[Point localization data]
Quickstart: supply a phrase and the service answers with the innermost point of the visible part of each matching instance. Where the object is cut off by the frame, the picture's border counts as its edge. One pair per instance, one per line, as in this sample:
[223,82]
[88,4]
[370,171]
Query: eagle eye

**WHAT IS BEING ASKED:**
What you return must match the records exactly, down to the last line.

**COMPLETED EXERCISE:**
Quickstart: supply a phrase and the service answers with the innermost point of the visible part of each matching instance. Where the object is cut off by the frame, the picture's border counts as its edge. One pair per instance, one per line, as in this sample:
[223,82]
[88,4]
[370,171]
Query: eagle eye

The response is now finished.